__Exercise__: Your answer must be an exact copy of the entries below, with no pictures in it.

__Saved entries__:
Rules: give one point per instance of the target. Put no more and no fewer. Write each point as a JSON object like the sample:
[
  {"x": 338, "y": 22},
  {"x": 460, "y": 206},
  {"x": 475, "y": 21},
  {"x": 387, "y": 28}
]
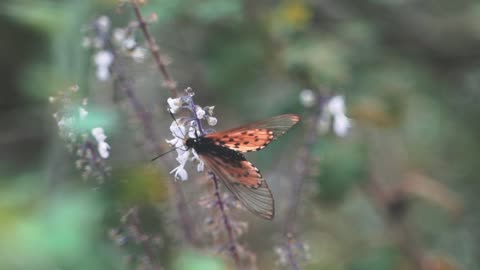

__Reply__:
Rules: give one point per instance of the target. Put no more and no fewer. Write each point as a JSON object like the sample:
[
  {"x": 338, "y": 22},
  {"x": 460, "y": 206},
  {"x": 475, "y": 21},
  {"x": 387, "y": 28}
]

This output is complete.